— begin SUPPLIED INFORMATION —

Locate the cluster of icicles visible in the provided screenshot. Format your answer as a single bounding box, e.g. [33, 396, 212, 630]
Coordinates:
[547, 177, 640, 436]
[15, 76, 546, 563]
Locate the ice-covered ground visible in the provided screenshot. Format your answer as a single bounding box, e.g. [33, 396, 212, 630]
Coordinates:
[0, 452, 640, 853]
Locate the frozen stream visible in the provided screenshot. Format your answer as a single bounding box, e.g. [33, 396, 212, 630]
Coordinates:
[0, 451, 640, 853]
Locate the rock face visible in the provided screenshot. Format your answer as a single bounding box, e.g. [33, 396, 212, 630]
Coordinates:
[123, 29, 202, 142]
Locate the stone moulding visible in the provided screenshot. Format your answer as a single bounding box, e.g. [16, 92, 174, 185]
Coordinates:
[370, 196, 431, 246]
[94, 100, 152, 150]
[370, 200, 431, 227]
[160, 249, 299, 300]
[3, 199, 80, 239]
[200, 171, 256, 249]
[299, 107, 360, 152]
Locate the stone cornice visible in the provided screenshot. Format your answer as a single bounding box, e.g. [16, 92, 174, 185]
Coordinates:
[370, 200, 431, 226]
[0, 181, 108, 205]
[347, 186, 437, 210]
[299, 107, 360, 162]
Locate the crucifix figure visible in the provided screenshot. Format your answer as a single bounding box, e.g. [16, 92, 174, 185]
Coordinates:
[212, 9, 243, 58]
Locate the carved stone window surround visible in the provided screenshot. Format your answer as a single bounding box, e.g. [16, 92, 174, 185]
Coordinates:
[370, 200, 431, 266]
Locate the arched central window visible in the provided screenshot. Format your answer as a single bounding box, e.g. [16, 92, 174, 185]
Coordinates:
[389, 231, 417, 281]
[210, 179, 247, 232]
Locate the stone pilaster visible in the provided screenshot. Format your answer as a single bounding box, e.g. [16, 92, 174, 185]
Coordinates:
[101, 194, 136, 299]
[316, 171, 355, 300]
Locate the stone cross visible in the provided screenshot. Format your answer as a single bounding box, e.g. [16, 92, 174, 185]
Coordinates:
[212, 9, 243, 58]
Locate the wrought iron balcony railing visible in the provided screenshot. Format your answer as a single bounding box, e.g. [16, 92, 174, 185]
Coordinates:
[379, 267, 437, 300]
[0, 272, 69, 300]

— end SUPPLIED INFORMATION —

*STATED GOAL*: Please transcribe all of the data above verbatim, keeping every line in its original order.

*EXERCISE SOLUTION*:
Locate the cluster of icicles visible in the provided screenshot. Format your answer as a single bounding box, e.g. [33, 396, 212, 630]
Coordinates:
[547, 177, 640, 436]
[15, 76, 546, 563]
Locate the ice-covered ground visible in the provided screenshot. Format your answer as a single bounding box, e.g. [33, 396, 212, 630]
Coordinates:
[0, 452, 640, 853]
Locate the frozen stream visible in the provided screenshot. Format your answer as a single bounding box, e.g. [33, 396, 212, 630]
Coordinates:
[0, 451, 640, 853]
Locate the rock face visible in the provided screenshot. Format your answer as a single bounding box, e.g. [33, 396, 212, 630]
Coordinates:
[123, 29, 202, 142]
Locate the stone moulding visible in the provided screenshot. Format your answer as a single bounding box, e.g. [16, 92, 174, 185]
Coordinates:
[370, 196, 431, 246]
[94, 100, 152, 150]
[370, 200, 431, 227]
[160, 249, 299, 300]
[3, 199, 80, 239]
[200, 171, 256, 249]
[299, 107, 360, 152]
Locate the stone cornice visible in the provided screenshot. Format your answer as a single bounding box, e.g. [16, 92, 174, 185]
Coordinates:
[370, 200, 431, 226]
[0, 181, 108, 205]
[347, 186, 437, 210]
[299, 107, 360, 162]
Locate the crucifix figure visible in the provided screenshot. Format your answer as a single bounding box, e.g. [16, 92, 174, 185]
Coordinates:
[212, 9, 243, 58]
Locate the carved stone window surround visible in the provided screenshot. Format your answer as a single bounding box, e.g. [16, 92, 174, 185]
Coordinates:
[370, 200, 431, 266]
Locate the arched central window visible in the provided screenshot. Format your answer as a single bounding box, e.g. [16, 92, 174, 185]
Coordinates:
[389, 231, 417, 281]
[210, 179, 247, 232]
Locate the stone pilaster visible in the provided screenshot. Format your answer as a single bounding box, e.g. [16, 92, 174, 185]
Coordinates:
[101, 194, 136, 299]
[316, 171, 355, 300]
Locate the stone cross visible in the provided screenshot. Format your answer as a single bounding box, e.g. [16, 92, 174, 185]
Coordinates:
[212, 9, 243, 58]
Locate the wrought iron balcony railing visible in the provided screenshot. Format your answer as a single bounding box, e.g. [16, 92, 174, 185]
Coordinates:
[379, 267, 437, 300]
[0, 272, 69, 300]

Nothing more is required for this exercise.